## Soal Latihan
A: Jawablah pertanyaan berikut berdasarkan teks bacaan tentang Hari Pendidikan Nasional.
(i) Setiap tanggal berapa Hari Pendidikan Nasional diperingati?
(ii) Komunitas apa saja yang berusaha mengikis stigma terhadap perempuan?
(iii) Apa yang dilihat Kartini sebagai kunci pembebasan?
B: Salinlah dari teks bacaan tentang Hari Pendidikan Nasional bagian yang diawali kata-kata "Refleksi Hari Pendidikan" dan diakhiri kata-kata "Ibu berusaha mengikisnya.", tanpa mengubah apa pun.

## Teks Bacaan
= = = = = = =

Refleksi Hari Pendidikan Nasional, Meruntuhkan Stigma terhadap Perempuan Berpendidikan Tinggi
Perempuan yang memilih mengjar karier pendidikan atau pekerjaan kerap mendapatkan stigma. Komunitas PhD Mama Indonesia dan Lab Belajar Ibu berusaha mengikisnya.
Penulis Hanifa Paramitha Siswanti2 Mei 2025
BandungBergerak.id - Hari Pendidikan Nasional yang diperingati setiap 2 Mei, bukan hanya mengenang jasa Ki Hadjar Dewantara, tetapi juga menjadi momen refleksi atas perjalanan pendidikan di Indonesia khususnya untuk kaum perempuan. Kartini, sebagai sosok yang memperjuangkan pendidikan untuk perempuan, melihat pendidikan sebagai kunci pembebasan dari dominasi sistem yang menomorduakan kaum hawa (patriarki).

= = = = = = =

[Item tersimpan dari sebuah koleksi]
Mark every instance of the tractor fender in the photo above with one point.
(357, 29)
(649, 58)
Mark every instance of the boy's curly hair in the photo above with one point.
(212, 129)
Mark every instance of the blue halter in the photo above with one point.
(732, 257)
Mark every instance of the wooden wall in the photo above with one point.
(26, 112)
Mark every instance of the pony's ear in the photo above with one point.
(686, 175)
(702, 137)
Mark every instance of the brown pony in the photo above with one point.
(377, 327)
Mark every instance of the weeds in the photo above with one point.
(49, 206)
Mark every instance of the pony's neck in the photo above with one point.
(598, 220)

= = = = = = =

## Kunci Jawaban
A:
(i) Setiap 2 Mei.
(ii) Komunitas PhD Mama Indonesia dan Lab Belajar Ibu.
(iii) Pendidikan.

B:
Refleksi Hari Pendidikan Nasional, Meruntuhkan Stigma terhadap Perempuan Berpendidikan Tinggi
Perempuan yang memilih mengjar karier pendidikan atau pekerjaan kerap mendapatkan stigma. Komunitas PhD Mama Indonesia dan Lab Belajar Ibu berusaha mengikisnya.